I’ve been known to say that Chief Justice Roberts’s transmogrification of Obamacare’s individual mandate created a “unicorn tax” — a creature of no known constitutional provenance that’ll never be seen again. Well, here to ensure that more than congressional discretion prevents any future tax on non-purchases is a constitutional amendment that was recently floated by Congressman Steven Palazzo (R‑MS).


Rep. Palazzo has introduced H.J. Res. 28, which would overturn last summer’s Supreme Court decision that, for the first time ever, under certain limited conditions, granted Congress the power to tax inaction. The amendment reads, in its entirety, as follows: “Congress shall make no law that imposes a tax on a failure to purchase goods or services.”


Short and sweet and, with the mandate-tax set to take effect this next January, now is the time to act to prevent about 11 million mostly middle-class Americans from getting hit. Indeed, the CBO estimates that 70 percent of those currently without insurance and earning less than $94,000 a year will get slapped with the mandate-tax that goes into effect in 2014. That doesn’t sound like a good, let alone fair, way of either “protecting patients” or ensuring “affordable care,” but hey, I’m just a constitutional lawyer.

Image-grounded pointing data
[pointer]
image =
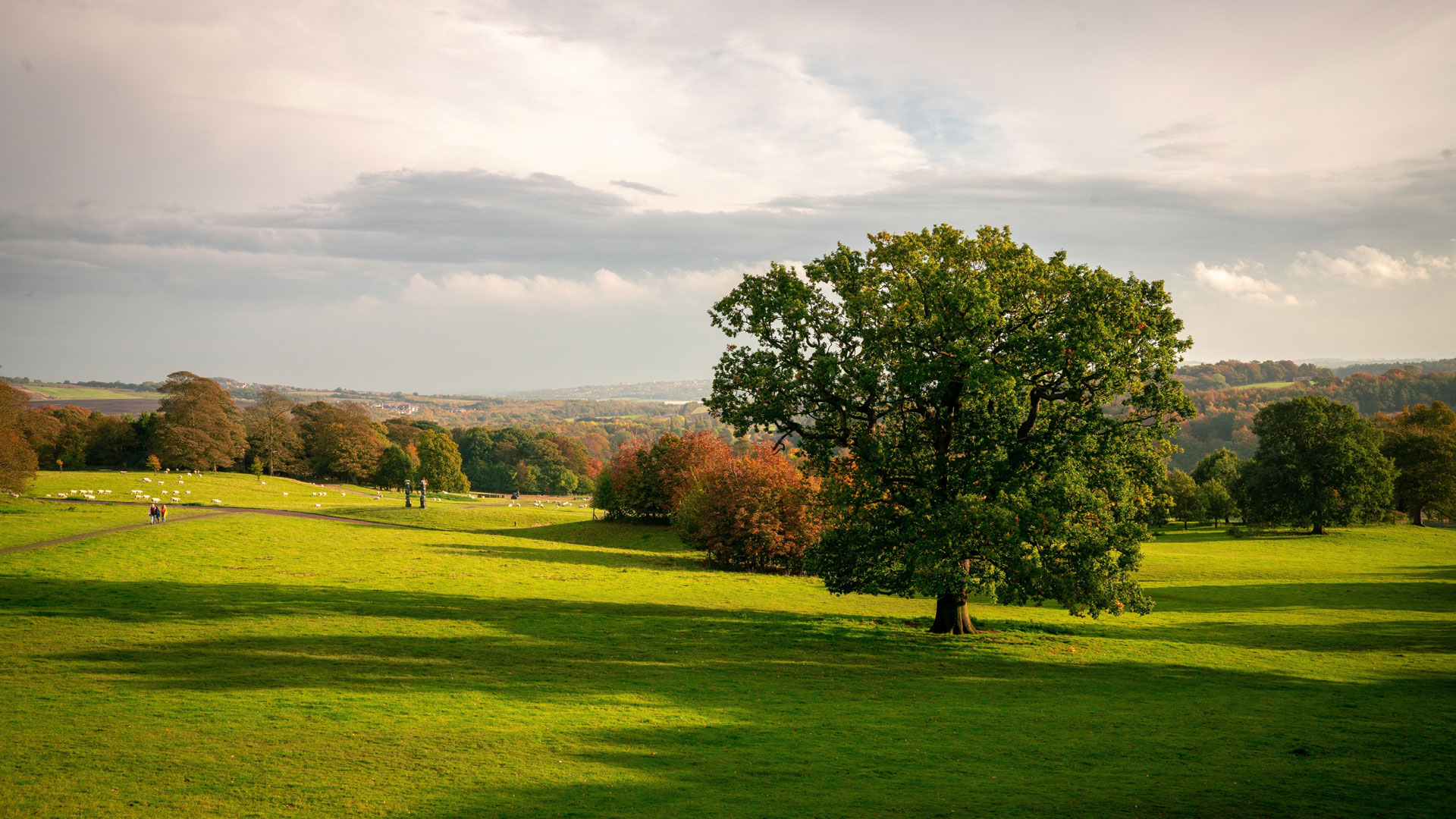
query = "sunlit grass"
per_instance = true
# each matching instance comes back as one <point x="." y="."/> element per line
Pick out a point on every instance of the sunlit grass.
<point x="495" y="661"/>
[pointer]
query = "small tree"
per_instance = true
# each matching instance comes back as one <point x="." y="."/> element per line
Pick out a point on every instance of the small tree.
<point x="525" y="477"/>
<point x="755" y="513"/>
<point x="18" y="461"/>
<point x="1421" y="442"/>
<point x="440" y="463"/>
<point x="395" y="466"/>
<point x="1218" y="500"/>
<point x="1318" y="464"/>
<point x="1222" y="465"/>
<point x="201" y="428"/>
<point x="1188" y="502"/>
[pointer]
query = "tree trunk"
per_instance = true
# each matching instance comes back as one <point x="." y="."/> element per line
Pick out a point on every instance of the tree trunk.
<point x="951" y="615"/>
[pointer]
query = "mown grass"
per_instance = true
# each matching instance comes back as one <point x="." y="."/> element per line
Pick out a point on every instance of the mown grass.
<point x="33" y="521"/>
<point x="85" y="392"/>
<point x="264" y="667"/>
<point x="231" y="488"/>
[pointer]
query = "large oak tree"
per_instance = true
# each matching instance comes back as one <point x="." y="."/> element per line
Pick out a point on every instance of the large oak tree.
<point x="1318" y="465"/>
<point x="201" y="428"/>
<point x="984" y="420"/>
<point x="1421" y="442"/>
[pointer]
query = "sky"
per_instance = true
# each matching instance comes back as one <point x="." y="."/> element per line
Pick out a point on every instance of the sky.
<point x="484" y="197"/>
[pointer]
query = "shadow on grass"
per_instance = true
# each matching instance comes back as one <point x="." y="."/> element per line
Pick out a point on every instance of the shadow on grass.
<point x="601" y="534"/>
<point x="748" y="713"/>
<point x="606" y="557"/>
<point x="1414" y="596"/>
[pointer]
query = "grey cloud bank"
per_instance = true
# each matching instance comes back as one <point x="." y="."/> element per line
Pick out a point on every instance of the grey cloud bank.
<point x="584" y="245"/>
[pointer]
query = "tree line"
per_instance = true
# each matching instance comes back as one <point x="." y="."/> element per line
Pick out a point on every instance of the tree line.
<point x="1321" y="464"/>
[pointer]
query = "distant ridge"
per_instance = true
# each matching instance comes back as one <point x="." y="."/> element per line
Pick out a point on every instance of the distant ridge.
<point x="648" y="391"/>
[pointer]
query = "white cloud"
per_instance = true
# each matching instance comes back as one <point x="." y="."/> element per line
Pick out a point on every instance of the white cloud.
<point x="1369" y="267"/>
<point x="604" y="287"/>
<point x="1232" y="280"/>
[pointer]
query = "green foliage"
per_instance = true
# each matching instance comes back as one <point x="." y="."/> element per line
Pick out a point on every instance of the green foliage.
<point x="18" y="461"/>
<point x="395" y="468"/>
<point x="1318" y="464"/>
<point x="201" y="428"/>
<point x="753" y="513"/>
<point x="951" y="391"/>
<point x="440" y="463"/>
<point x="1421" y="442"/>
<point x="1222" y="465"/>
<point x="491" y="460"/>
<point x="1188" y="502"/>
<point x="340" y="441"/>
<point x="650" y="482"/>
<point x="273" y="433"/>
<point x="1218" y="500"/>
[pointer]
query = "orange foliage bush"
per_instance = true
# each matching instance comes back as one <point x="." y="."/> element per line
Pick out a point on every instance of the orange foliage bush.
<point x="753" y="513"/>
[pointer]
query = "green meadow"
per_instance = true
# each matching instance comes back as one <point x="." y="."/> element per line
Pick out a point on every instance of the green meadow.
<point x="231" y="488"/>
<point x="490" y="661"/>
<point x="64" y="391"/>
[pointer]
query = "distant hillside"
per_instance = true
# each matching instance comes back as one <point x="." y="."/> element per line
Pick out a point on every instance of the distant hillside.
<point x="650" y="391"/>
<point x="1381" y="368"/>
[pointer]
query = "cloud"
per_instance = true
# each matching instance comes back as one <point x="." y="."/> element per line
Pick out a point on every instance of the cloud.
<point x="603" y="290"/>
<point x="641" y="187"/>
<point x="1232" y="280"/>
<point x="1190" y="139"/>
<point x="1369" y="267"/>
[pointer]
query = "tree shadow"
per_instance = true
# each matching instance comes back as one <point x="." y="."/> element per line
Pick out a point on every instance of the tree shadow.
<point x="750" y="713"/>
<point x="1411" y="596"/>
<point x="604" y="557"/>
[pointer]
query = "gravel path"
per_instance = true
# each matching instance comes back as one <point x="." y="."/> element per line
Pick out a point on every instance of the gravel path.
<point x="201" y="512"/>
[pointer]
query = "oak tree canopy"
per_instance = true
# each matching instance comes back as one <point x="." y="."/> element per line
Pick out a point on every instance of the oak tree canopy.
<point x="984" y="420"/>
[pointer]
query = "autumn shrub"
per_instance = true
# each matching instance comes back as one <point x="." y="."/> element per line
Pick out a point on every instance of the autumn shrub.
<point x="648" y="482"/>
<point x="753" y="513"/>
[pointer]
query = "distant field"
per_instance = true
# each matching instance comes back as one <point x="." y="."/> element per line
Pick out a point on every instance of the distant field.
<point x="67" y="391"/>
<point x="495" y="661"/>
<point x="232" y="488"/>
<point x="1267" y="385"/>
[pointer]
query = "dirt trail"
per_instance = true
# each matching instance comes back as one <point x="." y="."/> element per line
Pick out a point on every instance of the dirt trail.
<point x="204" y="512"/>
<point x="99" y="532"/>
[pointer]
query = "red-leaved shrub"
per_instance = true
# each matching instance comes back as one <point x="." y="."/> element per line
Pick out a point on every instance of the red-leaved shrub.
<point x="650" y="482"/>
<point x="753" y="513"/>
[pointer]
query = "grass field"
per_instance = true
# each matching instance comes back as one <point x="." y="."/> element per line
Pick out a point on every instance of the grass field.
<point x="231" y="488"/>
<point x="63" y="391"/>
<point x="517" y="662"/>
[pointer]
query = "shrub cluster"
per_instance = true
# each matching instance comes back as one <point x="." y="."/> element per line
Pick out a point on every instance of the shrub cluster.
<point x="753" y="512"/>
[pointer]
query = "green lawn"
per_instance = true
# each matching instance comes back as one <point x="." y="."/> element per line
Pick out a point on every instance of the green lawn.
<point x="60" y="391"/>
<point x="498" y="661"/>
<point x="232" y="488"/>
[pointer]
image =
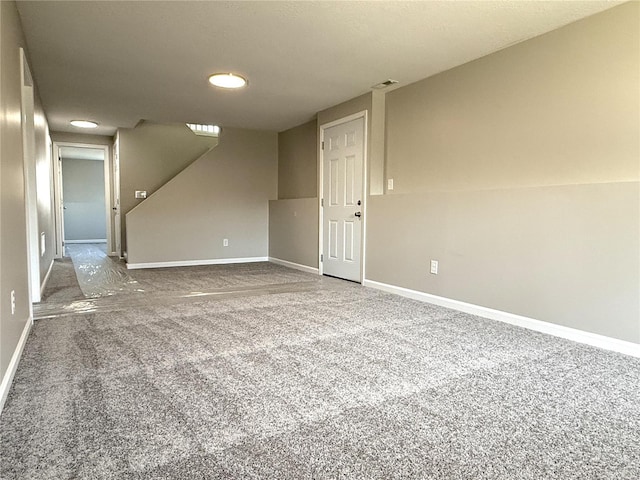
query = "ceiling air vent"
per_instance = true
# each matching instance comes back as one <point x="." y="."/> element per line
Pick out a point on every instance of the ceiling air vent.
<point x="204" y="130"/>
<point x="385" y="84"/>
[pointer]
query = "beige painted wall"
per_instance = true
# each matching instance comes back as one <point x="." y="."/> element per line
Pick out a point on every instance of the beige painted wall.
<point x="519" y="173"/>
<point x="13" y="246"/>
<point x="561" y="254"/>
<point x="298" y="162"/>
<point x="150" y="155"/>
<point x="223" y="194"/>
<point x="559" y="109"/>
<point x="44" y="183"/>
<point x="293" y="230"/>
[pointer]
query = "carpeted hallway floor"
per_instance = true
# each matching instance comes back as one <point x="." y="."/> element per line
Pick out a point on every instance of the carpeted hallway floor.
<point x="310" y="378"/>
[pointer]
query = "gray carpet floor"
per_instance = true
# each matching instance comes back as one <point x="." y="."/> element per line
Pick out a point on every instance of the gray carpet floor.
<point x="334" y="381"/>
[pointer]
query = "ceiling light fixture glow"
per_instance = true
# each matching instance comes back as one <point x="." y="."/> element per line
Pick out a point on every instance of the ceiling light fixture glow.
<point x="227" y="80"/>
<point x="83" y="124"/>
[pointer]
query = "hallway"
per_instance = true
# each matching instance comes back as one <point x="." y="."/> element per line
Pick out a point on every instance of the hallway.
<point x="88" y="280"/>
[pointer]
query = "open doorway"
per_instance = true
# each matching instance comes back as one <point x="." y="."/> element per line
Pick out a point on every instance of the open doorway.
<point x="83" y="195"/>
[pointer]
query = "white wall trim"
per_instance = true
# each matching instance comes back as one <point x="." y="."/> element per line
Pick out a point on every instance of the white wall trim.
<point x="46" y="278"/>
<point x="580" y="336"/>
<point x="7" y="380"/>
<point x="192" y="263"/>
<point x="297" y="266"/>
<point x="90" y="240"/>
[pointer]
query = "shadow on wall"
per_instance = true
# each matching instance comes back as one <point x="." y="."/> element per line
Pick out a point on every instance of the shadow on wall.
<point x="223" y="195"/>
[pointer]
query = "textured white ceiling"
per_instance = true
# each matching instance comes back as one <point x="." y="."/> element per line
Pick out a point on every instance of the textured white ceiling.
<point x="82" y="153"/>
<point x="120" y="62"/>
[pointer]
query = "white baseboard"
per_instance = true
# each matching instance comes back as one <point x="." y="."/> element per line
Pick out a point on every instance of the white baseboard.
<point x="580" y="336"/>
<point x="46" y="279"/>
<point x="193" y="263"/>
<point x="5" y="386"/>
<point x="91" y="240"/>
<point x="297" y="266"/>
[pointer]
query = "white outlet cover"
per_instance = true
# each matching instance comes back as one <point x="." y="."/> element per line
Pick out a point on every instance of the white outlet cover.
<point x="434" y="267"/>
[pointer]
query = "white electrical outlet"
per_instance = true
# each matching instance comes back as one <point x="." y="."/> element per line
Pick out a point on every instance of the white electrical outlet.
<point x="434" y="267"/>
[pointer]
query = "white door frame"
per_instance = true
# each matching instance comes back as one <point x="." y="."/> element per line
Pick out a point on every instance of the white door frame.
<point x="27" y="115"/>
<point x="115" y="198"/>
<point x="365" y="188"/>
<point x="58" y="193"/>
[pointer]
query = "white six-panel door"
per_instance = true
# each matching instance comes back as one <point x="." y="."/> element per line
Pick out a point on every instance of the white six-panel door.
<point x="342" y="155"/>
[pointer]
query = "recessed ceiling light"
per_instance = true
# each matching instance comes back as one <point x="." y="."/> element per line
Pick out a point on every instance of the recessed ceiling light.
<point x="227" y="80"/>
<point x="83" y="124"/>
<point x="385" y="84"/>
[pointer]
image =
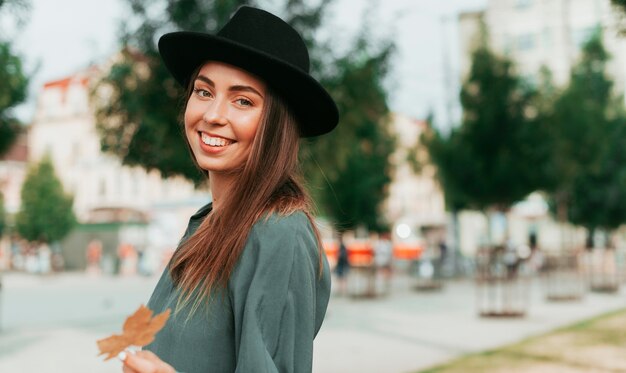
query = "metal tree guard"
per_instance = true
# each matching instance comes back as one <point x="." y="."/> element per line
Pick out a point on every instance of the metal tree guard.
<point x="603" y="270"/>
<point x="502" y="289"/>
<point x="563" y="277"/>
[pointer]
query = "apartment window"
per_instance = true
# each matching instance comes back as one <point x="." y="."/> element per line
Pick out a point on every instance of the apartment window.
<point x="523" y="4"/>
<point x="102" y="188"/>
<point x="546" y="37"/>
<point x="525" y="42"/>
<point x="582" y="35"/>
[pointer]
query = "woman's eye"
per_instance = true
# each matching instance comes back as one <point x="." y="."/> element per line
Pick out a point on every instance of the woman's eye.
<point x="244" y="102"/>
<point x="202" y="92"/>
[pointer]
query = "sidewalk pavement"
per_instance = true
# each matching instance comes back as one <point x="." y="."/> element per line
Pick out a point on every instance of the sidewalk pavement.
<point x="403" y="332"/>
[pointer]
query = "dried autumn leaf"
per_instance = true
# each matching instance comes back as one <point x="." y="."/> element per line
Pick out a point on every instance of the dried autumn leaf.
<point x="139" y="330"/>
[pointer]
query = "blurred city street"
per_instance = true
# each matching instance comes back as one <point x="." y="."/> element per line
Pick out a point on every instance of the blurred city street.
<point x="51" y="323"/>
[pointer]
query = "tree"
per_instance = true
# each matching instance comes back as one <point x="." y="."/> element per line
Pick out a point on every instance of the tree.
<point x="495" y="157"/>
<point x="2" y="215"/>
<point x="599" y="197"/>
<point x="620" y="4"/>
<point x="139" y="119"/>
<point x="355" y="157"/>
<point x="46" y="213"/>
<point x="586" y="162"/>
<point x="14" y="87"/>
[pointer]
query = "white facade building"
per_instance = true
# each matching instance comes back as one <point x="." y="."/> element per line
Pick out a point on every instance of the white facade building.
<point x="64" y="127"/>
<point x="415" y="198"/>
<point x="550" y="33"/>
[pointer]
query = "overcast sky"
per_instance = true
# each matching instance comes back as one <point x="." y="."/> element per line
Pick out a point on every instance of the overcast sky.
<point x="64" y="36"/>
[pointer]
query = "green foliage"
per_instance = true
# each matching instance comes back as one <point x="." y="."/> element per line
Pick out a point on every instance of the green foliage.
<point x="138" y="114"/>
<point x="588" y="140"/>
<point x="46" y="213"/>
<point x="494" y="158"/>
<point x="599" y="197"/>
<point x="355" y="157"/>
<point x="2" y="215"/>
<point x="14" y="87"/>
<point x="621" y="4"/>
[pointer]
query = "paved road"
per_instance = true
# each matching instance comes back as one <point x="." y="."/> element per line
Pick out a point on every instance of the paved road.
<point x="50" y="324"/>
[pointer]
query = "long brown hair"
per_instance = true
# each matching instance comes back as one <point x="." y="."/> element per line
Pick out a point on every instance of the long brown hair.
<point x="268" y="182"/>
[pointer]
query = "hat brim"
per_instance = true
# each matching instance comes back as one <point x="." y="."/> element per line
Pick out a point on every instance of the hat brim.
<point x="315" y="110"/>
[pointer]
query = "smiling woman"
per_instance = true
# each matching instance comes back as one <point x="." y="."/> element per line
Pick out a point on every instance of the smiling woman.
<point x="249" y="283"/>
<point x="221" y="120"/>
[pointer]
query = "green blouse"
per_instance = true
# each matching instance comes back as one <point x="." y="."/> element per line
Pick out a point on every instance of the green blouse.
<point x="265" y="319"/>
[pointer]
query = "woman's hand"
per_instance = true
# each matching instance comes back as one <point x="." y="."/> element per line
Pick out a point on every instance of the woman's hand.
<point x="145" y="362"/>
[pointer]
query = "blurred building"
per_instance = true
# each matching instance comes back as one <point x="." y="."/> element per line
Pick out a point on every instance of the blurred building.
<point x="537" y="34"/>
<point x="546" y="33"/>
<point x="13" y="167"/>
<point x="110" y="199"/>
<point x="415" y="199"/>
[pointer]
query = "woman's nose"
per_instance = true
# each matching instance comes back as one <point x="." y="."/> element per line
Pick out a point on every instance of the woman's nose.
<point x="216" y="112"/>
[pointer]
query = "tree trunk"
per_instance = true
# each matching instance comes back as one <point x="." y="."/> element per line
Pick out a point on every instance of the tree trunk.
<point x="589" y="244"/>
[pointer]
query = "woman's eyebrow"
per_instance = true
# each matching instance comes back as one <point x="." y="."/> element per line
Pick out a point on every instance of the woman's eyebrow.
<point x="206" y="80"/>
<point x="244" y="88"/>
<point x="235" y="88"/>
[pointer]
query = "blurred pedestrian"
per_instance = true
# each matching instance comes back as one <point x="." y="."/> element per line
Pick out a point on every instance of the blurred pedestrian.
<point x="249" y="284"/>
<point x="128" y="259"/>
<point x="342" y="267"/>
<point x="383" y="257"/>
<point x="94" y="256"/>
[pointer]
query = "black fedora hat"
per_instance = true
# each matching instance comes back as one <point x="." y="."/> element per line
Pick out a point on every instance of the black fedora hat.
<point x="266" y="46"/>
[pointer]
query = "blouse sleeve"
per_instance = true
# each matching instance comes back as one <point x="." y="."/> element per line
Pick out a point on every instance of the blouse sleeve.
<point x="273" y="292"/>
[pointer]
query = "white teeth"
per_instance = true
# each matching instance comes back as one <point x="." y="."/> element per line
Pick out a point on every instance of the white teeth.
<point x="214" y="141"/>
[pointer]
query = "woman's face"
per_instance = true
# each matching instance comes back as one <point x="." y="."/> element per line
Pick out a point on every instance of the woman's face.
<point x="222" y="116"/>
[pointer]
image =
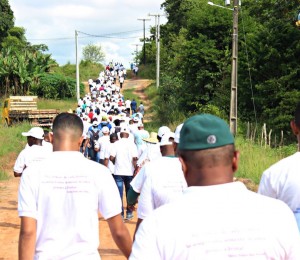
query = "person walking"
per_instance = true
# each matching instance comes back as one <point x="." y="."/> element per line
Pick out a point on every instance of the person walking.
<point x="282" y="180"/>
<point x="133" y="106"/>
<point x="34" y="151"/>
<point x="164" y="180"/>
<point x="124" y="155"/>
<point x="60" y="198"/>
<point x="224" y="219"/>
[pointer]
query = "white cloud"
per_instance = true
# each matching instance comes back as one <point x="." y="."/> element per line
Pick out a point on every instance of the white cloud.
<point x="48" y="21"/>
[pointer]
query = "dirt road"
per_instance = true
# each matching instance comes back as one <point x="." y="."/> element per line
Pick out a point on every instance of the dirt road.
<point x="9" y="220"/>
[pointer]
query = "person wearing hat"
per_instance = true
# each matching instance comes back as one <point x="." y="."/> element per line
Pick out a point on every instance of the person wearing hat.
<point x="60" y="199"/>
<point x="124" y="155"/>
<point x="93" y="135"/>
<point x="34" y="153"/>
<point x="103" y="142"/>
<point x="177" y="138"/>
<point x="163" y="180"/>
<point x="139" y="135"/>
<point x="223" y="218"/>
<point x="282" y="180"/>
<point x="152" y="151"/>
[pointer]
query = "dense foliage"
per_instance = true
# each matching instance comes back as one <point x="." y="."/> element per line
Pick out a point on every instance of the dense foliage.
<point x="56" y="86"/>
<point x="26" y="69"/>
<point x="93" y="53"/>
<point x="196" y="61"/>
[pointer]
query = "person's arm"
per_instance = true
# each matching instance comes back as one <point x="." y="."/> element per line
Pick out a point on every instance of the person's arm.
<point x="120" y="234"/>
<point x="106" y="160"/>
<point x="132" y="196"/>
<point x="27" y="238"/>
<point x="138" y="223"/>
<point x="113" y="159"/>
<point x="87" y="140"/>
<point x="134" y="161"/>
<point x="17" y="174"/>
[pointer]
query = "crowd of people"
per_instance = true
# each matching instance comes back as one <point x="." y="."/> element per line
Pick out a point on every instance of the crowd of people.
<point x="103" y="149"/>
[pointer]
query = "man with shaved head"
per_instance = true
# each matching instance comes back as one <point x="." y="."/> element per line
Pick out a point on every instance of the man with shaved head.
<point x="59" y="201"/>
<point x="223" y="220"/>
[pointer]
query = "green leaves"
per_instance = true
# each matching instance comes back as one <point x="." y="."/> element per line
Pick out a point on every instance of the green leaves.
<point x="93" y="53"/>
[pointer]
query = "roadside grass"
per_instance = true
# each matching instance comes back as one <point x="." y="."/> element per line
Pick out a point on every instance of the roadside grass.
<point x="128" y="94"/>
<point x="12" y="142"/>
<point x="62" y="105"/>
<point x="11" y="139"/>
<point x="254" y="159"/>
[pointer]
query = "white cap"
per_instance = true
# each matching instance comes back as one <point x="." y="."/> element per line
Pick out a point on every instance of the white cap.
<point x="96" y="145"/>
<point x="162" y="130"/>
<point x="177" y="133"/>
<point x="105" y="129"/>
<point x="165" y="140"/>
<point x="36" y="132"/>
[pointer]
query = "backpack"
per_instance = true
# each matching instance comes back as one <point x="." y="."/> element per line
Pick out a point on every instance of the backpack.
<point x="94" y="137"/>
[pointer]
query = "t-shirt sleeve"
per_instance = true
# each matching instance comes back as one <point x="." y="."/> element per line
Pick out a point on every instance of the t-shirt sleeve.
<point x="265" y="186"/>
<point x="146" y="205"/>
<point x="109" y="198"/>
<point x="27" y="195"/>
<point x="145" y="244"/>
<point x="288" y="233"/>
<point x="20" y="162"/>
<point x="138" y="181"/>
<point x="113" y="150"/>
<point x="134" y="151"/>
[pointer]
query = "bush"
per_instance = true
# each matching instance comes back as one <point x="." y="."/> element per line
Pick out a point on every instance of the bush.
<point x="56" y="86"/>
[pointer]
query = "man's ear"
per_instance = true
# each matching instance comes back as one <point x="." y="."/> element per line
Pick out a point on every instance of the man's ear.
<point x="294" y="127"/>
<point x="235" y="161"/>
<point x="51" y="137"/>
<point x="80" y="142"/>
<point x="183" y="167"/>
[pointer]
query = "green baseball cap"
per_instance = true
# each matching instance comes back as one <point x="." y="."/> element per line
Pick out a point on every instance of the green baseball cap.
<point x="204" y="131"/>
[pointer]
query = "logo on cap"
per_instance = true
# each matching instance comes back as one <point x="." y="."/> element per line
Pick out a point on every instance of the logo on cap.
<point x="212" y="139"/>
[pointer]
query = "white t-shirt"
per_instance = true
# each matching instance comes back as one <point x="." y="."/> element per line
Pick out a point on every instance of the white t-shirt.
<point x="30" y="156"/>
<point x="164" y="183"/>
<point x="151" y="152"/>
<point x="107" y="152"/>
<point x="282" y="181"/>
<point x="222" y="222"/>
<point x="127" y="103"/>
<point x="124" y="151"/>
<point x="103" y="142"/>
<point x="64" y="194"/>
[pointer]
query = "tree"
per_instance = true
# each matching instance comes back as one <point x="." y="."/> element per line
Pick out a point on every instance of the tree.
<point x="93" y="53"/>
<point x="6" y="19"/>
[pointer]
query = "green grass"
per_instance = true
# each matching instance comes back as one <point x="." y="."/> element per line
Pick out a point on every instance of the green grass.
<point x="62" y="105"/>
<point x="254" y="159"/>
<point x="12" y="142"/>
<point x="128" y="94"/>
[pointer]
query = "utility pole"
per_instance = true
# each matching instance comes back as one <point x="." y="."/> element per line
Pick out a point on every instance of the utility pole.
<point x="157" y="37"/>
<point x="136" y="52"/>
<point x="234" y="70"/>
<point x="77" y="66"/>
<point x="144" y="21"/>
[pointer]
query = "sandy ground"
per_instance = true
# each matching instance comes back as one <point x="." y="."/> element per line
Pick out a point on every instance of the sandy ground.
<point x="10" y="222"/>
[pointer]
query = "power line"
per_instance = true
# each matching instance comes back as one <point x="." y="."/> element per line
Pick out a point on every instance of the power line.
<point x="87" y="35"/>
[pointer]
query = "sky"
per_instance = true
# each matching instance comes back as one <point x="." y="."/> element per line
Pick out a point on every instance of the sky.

**Problems to work on**.
1) In the commentary on the tax amendment, shorten the paragraph beginning "Rep. Palazzo has introduced" while keeping its main facts.
2) Write the next part of the commentary on the tax amendment, starting after its final sentence.

**Outputs for the tasks**.
1) Rep. Palazzo's H.J. Res. 28 would overturn last summer's Supreme Court decision, which for the first time let Congress tax inaction under certain limited conditions. The full amendment reads: "Congress shall make no law that imposes a tax on a failure to purchase goods or services."

2)
Oh, and of course this amendment would prevent all other possible mandate-taxes as well, not just in the field of health care.


It’s sad that we’ve come to this — the Constitution already prohibits taxes on inactivity — but of course there are many things that the government does (and which courts have allowed it to do) that are plainly unconstitutional. H.J. Res. 28 is an excellent start.


For examples of more great ideas on how to rein in our out-of-control government, see Randy Barnett’s “Bill of Federalism” and the Compact for America.